Artistic, charming and indefatigable, Ken K. turned his garage-based business into a multimillion-dollar outfit. But somewhere along the way, he let a couple of crafty investors bail him out of a perilous cash crunch. The details didn't seem important at the time, but the money was. Hastily, Ken signed on the dotted line--not realizing he was also giving up control of the company.
Inevitably, friction developed. Within months, the investors fired Ken from the company he had created, throwing him out of his own office.
Ken couldn't believe they could do that. Yet any lawyer would have told him so--before he closed the deal. Too bad for Ken, because it never would have happened if he'd been able to recognize this arrangement as one of the 10 deals every entrepreneur should avoid:
1. Any deal you don't fully understand. It is written that the big print giveth and the small print taketh away. Legal documents can be treacherous. The fine print often gives one side rights that would make the other side shudder. After all is said and done, the formal contract must answer these questions:
- Exactly what are you responsible for?
- Exactly what are they responsible for?
- What rights do you have if they don't
- What rights do they have if you don't
- How long will the deal last?
- How are approvals, control and ownership divided?
Investors, for example, generally want equity in a company because with it comes ownership and, usually, control of the enterprise through voting rights. Ken didn't keep his eye on the stock ledger; by giving his investors the majority vote, he gave away the store.
Here's the overall lesson: The more important or complex your deal, the more you'd better understand all its consequences. That means asking lots of questions, reading everything carefully and, above all, getting professional help--especially from your lawyer. Otherwise, you may be in for a rude awakening.
2. Any deal requiring lots of money upfront. Deep down, every deal is just a hostage exchange, and it's in those taut moments between the giving and the getting that deal makers are most vulnerable (and con men most effective). Time your performance so you get (or hold on to) as many marbles as soon as (or for as long as) you can.
Structure your exchanges so you don't give up everything at once. Do the deal in stages, take collateral, use an escrow or leave yourself a way to cancel payment. This concept applies to services rendered, rights granted and anything else you exchange. Every lawyer knows possession is nine-tenths of the law. And the con man lives for that special moment when his carefully coddled egg hands over the dough.
3. Any deal you're asked to do in a hurry. Skillful deal-making requires careful deliberation, conceptualization and negotiation on both sides. Very few good deals have to be done "yesterday." Remember, the phony deadline is a classic sales gambit used to maneuver a prospect into a quick close. So whenever you're given one, test it: Press the other side for a detailed, plausible explanation, and be skeptical of what you hear. Ask for an extension to see if their reaction fits their explanation. If you can, contact an expert or someone inside the company for additional verification. Or, if you feel gutsy, call their bluff. Remember: When the other side's hurrying and hassling you, it's because they know if they let you think once, you're sure to think twice.
4. Any deal with people you don't know or companies you've never heard of. If you don't know who you're dealing with, you'd better find out. Discourage lying by letting strangers know upfront that you're going to check them out thoroughly. Then do it. Talk to people in your local business community; call references the other side provides you--and ask your colleagues, friends and customers to find (and call) the ones they didn't provide; get a credit report; verify licensing, professional history and education directly with the appropriate boards, businesses and schools; and contact the Better Business Bureau, the Federal Trade Commission (FTC) or your state attorney general.

Instructions ::
1. According to the piece on deals entrepreneurs should avoid, what does every lawyer know?
2. Carry the piece on deals entrepreneurs should avoid forward from its final sentence.

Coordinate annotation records
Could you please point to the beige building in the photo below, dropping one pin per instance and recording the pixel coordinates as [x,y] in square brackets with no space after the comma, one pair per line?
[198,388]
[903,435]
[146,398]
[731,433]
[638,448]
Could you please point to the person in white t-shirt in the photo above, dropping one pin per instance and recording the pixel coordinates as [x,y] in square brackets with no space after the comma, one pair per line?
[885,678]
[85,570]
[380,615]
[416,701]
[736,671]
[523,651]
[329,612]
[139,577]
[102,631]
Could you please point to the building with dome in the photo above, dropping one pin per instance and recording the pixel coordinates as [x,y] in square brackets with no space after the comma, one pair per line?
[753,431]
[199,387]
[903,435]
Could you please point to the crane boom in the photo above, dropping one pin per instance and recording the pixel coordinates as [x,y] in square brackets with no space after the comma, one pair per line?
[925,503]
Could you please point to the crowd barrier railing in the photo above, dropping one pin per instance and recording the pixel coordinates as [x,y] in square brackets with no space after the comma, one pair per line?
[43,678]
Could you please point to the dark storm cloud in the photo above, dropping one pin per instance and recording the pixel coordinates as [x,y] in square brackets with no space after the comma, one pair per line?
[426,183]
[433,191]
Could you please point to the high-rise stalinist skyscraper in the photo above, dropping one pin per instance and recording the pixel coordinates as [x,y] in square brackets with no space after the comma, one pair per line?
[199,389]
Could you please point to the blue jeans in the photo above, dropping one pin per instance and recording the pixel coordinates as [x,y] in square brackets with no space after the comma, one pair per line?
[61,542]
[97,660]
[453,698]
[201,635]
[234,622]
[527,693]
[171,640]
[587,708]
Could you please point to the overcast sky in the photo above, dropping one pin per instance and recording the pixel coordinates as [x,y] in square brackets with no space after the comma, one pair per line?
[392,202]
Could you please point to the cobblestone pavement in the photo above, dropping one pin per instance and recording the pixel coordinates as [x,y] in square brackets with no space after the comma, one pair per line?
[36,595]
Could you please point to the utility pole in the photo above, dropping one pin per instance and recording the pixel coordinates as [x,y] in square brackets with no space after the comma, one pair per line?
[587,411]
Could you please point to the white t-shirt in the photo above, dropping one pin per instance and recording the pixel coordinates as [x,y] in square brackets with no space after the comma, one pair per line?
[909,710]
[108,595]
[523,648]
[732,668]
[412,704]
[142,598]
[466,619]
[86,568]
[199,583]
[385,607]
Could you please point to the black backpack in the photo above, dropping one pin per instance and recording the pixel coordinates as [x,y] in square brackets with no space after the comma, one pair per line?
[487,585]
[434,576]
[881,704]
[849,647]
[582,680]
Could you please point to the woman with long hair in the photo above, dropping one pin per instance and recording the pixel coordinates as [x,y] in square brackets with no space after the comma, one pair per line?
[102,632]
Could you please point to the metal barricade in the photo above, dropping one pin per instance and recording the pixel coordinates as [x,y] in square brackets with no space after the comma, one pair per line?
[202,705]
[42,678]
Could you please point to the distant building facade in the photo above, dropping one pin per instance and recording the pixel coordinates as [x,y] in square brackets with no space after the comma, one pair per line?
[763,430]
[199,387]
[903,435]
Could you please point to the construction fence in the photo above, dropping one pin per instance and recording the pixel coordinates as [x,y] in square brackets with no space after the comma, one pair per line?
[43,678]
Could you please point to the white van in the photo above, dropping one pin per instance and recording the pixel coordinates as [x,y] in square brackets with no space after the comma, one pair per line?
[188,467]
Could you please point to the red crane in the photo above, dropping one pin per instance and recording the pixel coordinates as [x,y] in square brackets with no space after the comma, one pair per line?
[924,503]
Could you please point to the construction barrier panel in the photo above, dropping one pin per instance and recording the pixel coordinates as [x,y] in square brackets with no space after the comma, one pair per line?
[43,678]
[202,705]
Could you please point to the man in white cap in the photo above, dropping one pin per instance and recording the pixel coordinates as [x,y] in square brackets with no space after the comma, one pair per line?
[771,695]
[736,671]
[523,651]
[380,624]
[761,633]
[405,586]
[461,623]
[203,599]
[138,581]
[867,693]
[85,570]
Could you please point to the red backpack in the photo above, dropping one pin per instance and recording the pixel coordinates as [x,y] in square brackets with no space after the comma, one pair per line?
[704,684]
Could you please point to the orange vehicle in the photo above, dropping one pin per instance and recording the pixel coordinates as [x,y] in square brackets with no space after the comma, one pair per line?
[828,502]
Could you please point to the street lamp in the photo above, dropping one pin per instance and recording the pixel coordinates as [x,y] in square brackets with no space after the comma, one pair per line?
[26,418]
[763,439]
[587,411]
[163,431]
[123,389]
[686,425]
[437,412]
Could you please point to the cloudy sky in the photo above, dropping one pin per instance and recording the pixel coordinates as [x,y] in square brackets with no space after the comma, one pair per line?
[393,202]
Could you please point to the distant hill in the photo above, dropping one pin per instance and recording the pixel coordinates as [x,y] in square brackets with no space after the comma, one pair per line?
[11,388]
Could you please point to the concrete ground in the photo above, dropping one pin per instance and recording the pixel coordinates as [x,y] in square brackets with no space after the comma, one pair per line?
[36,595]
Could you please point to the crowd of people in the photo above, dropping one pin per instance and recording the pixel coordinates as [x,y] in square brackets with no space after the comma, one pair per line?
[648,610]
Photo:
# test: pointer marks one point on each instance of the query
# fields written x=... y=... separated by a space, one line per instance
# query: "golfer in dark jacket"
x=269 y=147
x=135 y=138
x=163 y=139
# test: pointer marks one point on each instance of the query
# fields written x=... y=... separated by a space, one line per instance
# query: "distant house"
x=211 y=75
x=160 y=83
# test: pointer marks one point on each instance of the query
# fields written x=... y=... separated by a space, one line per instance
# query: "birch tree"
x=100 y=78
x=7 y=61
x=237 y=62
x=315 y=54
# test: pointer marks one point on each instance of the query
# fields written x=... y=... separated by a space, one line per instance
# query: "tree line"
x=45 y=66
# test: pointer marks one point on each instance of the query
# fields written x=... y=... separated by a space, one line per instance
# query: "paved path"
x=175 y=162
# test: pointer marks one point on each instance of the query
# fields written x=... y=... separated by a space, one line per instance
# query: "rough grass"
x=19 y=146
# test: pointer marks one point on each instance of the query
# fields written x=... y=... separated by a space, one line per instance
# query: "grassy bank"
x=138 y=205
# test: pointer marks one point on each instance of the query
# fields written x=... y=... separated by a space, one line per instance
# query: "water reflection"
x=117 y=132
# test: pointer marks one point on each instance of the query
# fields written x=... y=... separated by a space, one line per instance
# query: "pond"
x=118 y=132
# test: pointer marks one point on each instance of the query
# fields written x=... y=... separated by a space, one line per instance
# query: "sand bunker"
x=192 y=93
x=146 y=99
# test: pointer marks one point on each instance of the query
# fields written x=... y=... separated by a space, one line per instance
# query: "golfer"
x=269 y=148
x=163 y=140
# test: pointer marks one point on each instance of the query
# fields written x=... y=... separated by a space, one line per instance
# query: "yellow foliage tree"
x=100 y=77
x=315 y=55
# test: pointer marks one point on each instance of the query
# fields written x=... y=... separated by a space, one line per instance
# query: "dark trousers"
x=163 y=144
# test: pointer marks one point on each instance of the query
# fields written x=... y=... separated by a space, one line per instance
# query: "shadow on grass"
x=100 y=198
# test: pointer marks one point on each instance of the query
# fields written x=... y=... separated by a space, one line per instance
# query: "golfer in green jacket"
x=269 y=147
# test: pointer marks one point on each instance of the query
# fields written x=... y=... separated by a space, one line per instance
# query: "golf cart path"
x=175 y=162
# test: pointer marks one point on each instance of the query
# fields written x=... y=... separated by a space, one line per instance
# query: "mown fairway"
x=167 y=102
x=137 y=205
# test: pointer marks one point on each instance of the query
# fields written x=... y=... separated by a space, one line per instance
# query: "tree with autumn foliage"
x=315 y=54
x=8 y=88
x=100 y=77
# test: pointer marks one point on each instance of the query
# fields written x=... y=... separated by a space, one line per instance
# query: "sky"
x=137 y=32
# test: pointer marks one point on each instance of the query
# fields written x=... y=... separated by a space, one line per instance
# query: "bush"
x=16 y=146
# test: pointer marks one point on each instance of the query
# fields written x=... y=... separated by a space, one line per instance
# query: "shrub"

Responses to the exercise ::
1. Possession is nine-tenths of the law.

2.
Want to go further? Hire a private investigator. It's not devious; 90 percent of what you'll need--and what the investigator will find--is already public record: vital statistics, lawsuits, criminal history, bankruptcies, real estate ownership, corporate filings and the like.
5. Any deal where you're being harangued, manipulated or schmoozed. You don't have to be the brightest candle on the birthday cake to recognize bluster, belligerence, insults, lecturing, screaming and constant interruptions for what they are. Bullies use intimidation because, in the short run, it works.
But you also need to keep your eyes peeled for the sneak attack. One opponent charms your socks off while exhausting you with all-night talks in uncomfortable surroundings. Another plies you with fine food and wine before scrambling data and the fine points of the deal.
If you're being victimized, you have several choices: You can ignore the manipulator and keep talking about the issues. You can tell them (gently) that you know what they're doing. Or you can simply walk away.
6. Any deal that's set up like a pyramid scheme. Multilevel marketing, also called MLM or network marketing, is a way of selling goods or services to consumers through independent distributors. Amway, Avon and Tupperware were built that way. Pyramid schemes resemble legitimate MLM plans but are in fact illegal scams in which earlier participants in the plan are paid with money taken from the new participants they recruit. How can you tell the difference?
"If a company urges you to buy thousands of dollars worth of inventory at the very beginning of your relationship or promises you will earn fantastic amounts of money after only a few weeks in business, run as fast as you can in the opposite direction," says Jeffrey Babener, a Portland, Oregon, attorney and MLM expert.
Instead, Babener recommends looking for companies that offer a legitimate, fairly priced product and aren't afraid to buy back your unsold inventory. When in doubt, remember who built the pyramids: slaves!
7. Any deal involving a tax shelter. "The days of the tax-motivated transaction are long gone," says Jan Krauss, a CPA and business manager in Santa Monica, California. "In days of yore, deals featuring anything from farm land to oil rigs to low-rent housing offered immediate tax savings through accelerated deductions greater than the cost of the investment. But the IRS narrowed the loopholes in 1976 and effectively closed them in 1986. Many taxpayers were badly burned."
Today, Krauss advises anyone approached with a purported tax shelter to "make sure the deal has a real economic purpose, independent of tax consequences." Also, get a good CPA or tax attorney to vet the deal--in writing--before you sign on.
8. Any deal that comes to you through an unsolicited phone call. Although there are plenty of honest telemarketers, the FTC estimates illegal ones fleece the public for more than $40 billion annually. How can you tell the good from the bad and the ugly? Among other things, the FTC's Telemarketing Sales Rules prohibit telemarketers from calling you before 8 a.m. or after 9 p.m. and require that they immediately tell you what they're selling before they pitch you.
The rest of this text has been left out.